#### Problems and tasks:
[1] In the text about Holocaust Remembrance Day 2007, how long does the siren sound on the morning of the day?
[2] Write a continuation of the text about Israel's Holocaust Remembrance Day in 2007, starting after its final sentence.

#### Extract provided:
begin

The torchlighters for 2007

Unto every person there is a name

  
  

 

Holocaust Martyrs' and Heroes' Remembrance Day (Yom Hashoah in Hebrew) is a national day of commemoration in Israel, on which the six million Jews murdered in the Holocaust are memorialized. It is a solemn day, beginning at sunset on the 27th of the month of Nisan (Sunday evening, April 15, 2007) and ending the following evening, according to the traditional Jewish custom of marking a day. Places of entertainment are closed and memorial ceremonies are held throughout the country.

The central ceremonies, in the evening and the following morning, are held at Yad Vashem and are broadcast on the television. Marking the start of the day, in the presence of the Acting President of the State of Israel and the Prime Minister, dignitaries, survivors, children of survivors and their families, gather together with the general public to take part in the memorial ceremony at Yad Vashem in which six torches, representing the six million murdered Jews, are lit. The following morning, the ceremony at Yad Vashem begins with the sounding of a siren for two minutes throughout the entire country. For the duration of the sounding, work is halted, people walking in the streets stop, cars pull off to the side of the road and everybody stands at silent attention in reverence to the victims of the Holocaust.

Afterward, the focus of the ceremony at Yad Vashem is the laying of wreaths at the foot of the six torches, by dignitaries and the representatives of survivor groups and institutions. Other sites of remembrance in Israel, such as the Ghetto Fighters' Kibbutz and Kibbutz Yad Mordechai, also host memorial ceremonies, as do schools, military bases, municipalities and places of work.
 
The theme of Holocaust Remembrance Day this year is "Bearing witness". Each of the tens of thousands of written, audio and video testimonies of survivors have been recorded adds one more fragment of information about the Holocaust, one more piece in a picture of unimaginable cruelty and mass murder. The personal stories present the Jews as human beings, restoring their identities.


Message from Dalia Itzik,
Acting President of the State of Israel and Speaker of the Knesset

This year, Holocaust Martyrs’ and Heroes’ Remembrance Day will be dedicated to witnesses and testimonies “So that the generations to come might know” (Psalms 78, 6).

end

#### Excerpted records:
begin

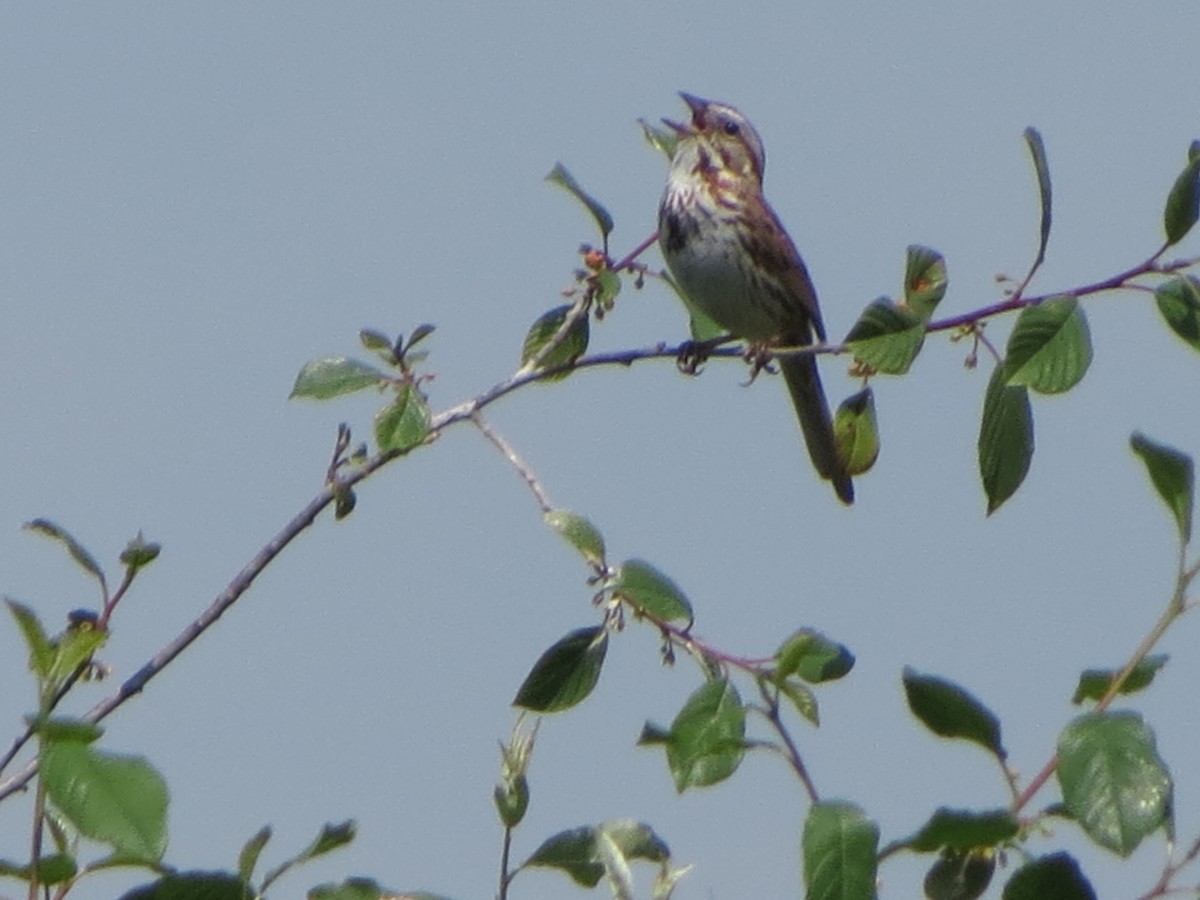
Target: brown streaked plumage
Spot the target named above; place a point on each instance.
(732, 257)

end
begin

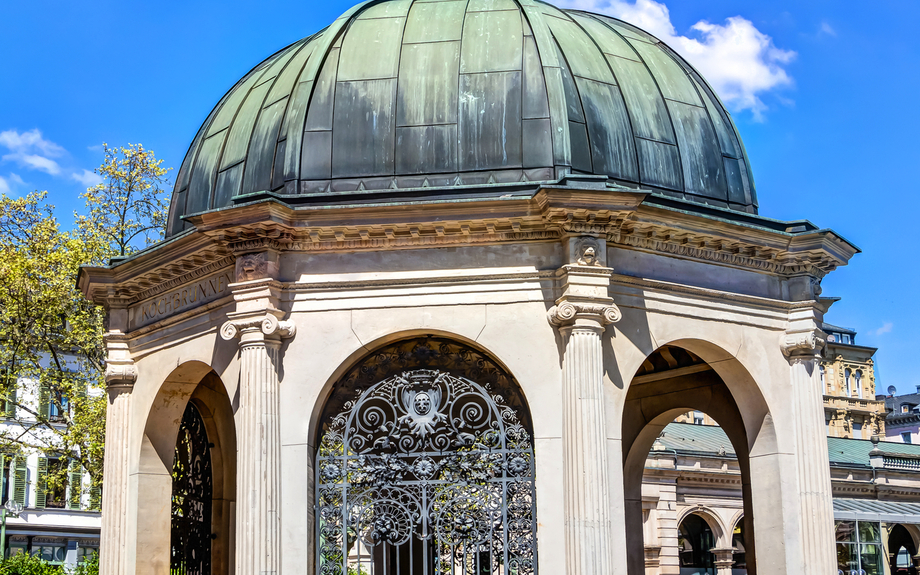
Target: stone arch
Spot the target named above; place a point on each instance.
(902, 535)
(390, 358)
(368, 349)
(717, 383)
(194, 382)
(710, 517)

end
begin

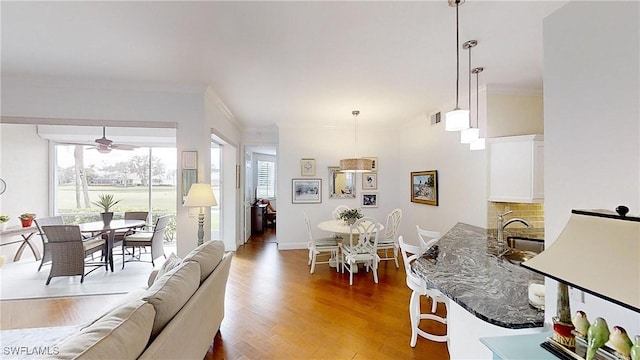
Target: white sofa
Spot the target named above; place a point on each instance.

end

#### Task answers:
[1] Two minutes.

[2]
The records and the testimonies have been collected from letters, diaries and drawings and from scraps of paper hidden away during the Shoah that recorded the terrible pain and suffering. The survivors, the She’erit HaPleta, felt a compelling need to describe in prose and poetry what they had experienced during those terrible years in Europe from a personal standpoint. These testimonies and documents provide an invaluable insight into those terrible years during which the Jewish People lost one third of its number.

There are two principal lessons to be learned from the history of the Holocaust. The first is the vital need for a strong Jewish state. As the founders of the State of Israel noted in the Declaration of Independence, the Holocaust clearly proved the need to reestablish the Jewish people in an independent state in their homeland. Indeed, the State of Israel, which was established only 18 months after the end of the Holocaust, is the best guarantee that the Holocaust will never be repeated. In the new State of Israel we raised up, together with the survivors, the fallen Sukkat David  [The Tabernacle of David] as prophesied by Amos, and established a democratic Jewish State committed to human dignity and liberty. This is the second lesson to be learned from the Holocaust. We must provide everyone, whatever their race, religion or sex, the protection of the state and fundamental human rights, and must seek the total elimination of racism or anti-semitism in whatever form throughout the world. All these principles are an integral part of the basic ideology of the State of Israel.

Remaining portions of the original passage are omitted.